### [TEXT UNDER STUDY]
= = = =
## Introduction

• Permutation tests, also called randomization tests, re-randomization tests, or exact tests
• Type of statistical significance test in which the distribution of the test statistic under the null hypothesis is obtained by calculating all possible values of the test statistic under rearrangements of the labels on the observed data points
• In other words, the method by which treatments are allocated to subjects in an experimental design is mirrored in the analysis of that design
• If the labels are exchangeable under the null hypothesis, then the resulting tests yield exact significance levels

## Permutation tests

• Significance tests tell us whether an observed effect, such as a difference between two means or a correlation between two variables, could reasonably occur just by chance in selecting a random sample
• If not, we have evidence that the effect observed in the sample reflects an effect that is present in the population
• The general construction is as follows
• Choose a statistic that measures the effect you are looking for
• Construct the sampling distribution that this statistic would have if the effect were not present in the population
• Locate the observed statistic on sampling distribution
• A value in the main body of the distribution could easily occur just by chance
• A value in the tail would rarely occur by chance and so is evidence that something other than chance is operating

Do new directed reading activities improve the reading ability of elementary school students, as measured by their Degree of Reading Power (DRP) scores? A study assigns students at random to either the new method (treatment group, 21 students) or traditional teaching methods (control group, 23 students). ${\rm statistic} = \bar x_{treatment} - \bar x_{control}$ The null hypothesis $$H_0$$ for the resampling test is that the teaching method has no effect on the distribution of DRP scores. If $$H_0$$ is true, the DRP scores do not depend on the teaching method. Each student has a DRP score that describes that child and is the same no matter which group the child is assigned to. The observed difference in group means just reflects the accident of random assignment to the two groups.

Now we can see how to resample in a way that is consistent with the null hypothesis: imitate many repetitions of the random assignment of students to treatment and control groups, with each student always keeping his or her DRP score unchanged. Because resampling in this way scrambles the assignment of students to groups, tests based on resampling are called permutation tests, from the mathematical name for scrambling a collection of things.

Permutation test procedure

1. Choose $$21$$ of the $$44$$ students at random to be the treatment group; the other 23 are the control group. This is an ordinary SRS, chosen without replacement. It is called a permutation resample. Calculate the mean DRP score in each group, using the individual DRP scores. The difference between these means is our statistic.
2. Repeat this resampling from the 44 students hundreds of times. The distribution of the statistic from these resamples estimates the sampling distribution under the condition that $$H_0$$ is true. It is called a permutation distribution.
3. Compute the actually observed value of the test statistic.
= = = =
### [DATA SHOWN]
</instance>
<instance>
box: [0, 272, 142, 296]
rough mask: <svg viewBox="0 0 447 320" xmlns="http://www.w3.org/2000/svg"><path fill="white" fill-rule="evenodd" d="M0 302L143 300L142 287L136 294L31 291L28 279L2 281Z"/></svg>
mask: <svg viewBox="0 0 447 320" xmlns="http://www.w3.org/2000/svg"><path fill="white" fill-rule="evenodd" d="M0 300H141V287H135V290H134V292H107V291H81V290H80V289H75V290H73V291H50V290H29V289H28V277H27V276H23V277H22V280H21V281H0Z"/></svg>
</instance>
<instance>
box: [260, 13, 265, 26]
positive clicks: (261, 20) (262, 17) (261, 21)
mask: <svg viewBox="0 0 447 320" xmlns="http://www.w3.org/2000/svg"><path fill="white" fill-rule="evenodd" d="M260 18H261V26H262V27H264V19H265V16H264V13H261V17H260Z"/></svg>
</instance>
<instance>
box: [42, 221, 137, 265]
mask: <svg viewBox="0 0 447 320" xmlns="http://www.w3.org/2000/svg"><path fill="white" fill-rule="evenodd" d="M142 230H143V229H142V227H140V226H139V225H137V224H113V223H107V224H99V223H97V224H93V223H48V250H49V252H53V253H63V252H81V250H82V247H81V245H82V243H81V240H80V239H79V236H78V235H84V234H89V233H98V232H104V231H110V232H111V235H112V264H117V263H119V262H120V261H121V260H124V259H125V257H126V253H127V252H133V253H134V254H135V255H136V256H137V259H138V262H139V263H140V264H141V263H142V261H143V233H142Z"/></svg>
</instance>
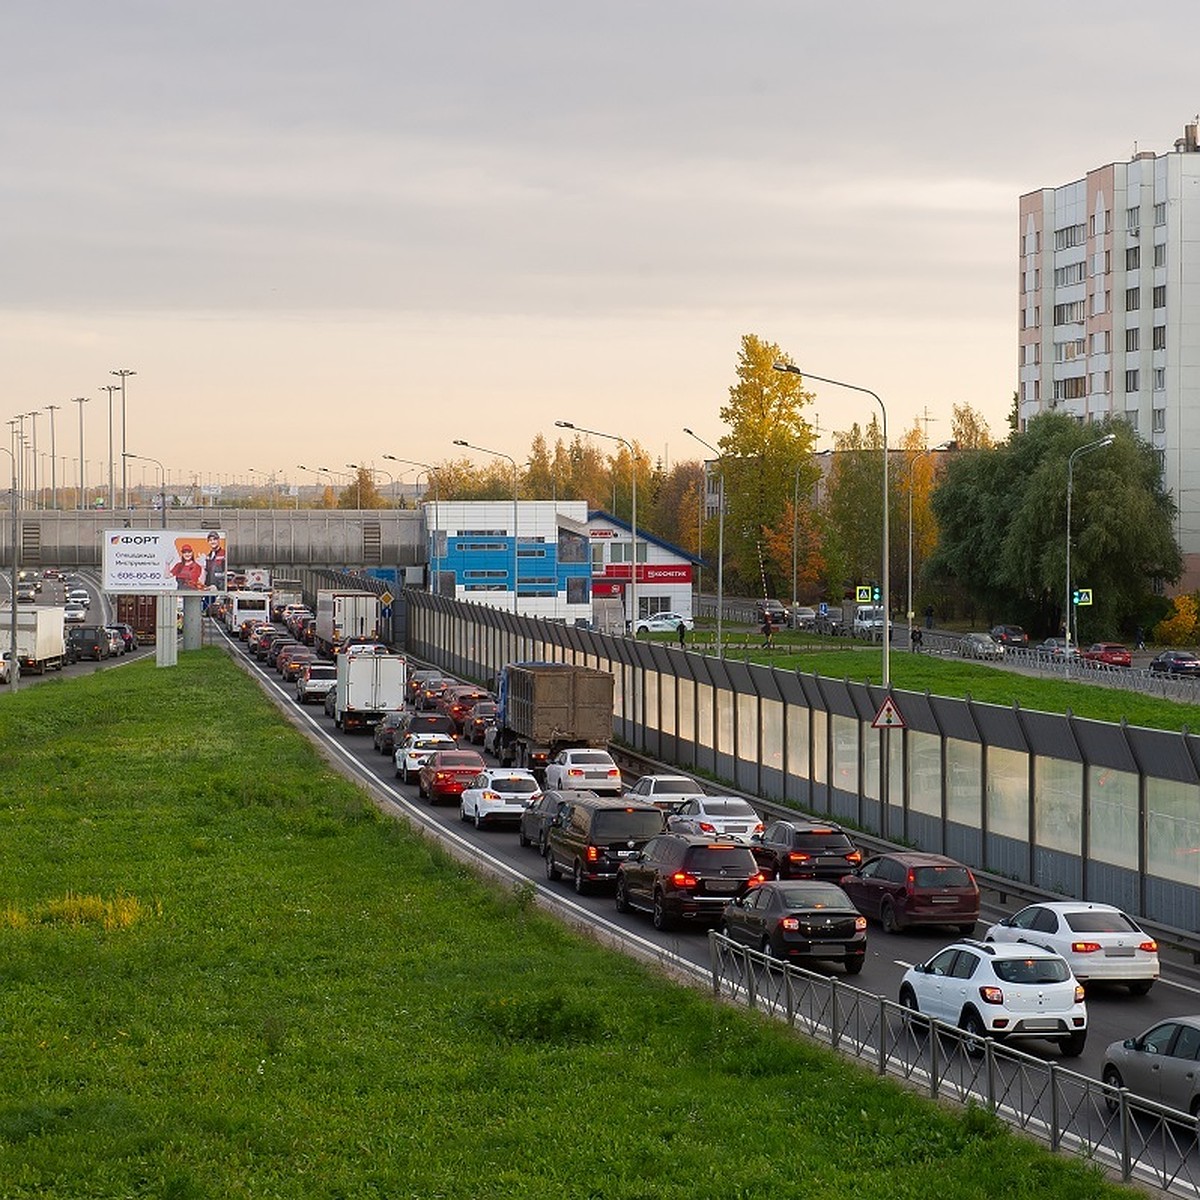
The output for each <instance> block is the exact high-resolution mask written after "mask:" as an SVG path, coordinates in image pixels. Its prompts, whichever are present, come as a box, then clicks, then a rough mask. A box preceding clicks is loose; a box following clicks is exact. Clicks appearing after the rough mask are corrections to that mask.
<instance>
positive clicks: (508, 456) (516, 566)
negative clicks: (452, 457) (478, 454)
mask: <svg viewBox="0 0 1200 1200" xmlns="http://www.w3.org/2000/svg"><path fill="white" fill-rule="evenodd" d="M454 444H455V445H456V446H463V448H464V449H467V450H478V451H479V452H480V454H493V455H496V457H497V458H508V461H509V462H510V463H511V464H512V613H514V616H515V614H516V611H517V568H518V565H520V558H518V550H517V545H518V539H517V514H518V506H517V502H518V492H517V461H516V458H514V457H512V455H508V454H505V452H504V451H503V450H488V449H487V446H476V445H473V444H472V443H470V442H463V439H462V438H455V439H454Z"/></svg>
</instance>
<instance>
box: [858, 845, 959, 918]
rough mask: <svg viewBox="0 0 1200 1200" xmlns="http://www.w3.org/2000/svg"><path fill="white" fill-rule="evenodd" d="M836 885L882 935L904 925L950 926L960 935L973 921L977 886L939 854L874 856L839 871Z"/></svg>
= = = =
### [COMPLETE THE FOLLOWING]
1) Copy the passage of the permutation tests page from "Now we can see" to "is our statistic." word for word.
2) Decide whether each statement agrees with the permutation tests page, answering yes or no and quoting the words that settle it: (a) the reading study puts 21 students in the treatment group and 23 in the control group; (b) a permutation resample is drawn with replacement; (c) if the null hypothesis is true, a student's DRP score depends on which group the student is assigned to.

### [YOUR WRITTEN ANSWERS]
1)
Now we can see how to resample in a way that is consistent with the null hypothesis: imitate many repetitions of the random assignment of students to treatment and control groups, with each student always keeping his or her DRP score unchanged. Because resampling in this way scrambles the assignment of students to groups, tests based on resampling are called permutation tests, from the mathematical name for scrambling a collection of things.

Permutation test procedure

1. Choose $$21$$ of the $$44$$ students at random to be the treatment group; the other 23 are the control group. This is an ordinary SRS, chosen without replacement. It is called a permutation resample. Calculate the mean DRP score in each group, using the individual DRP scores. The difference between these means is our statistic.

2)
(a) Yes: "treatment group, 21 students" and "control group, 23 students".
(b) No: "This is an ordinary SRS, chosen without replacement."
(c) No: "Each student has a DRP score that describes that child and is the same no matter which group the child is assigned to."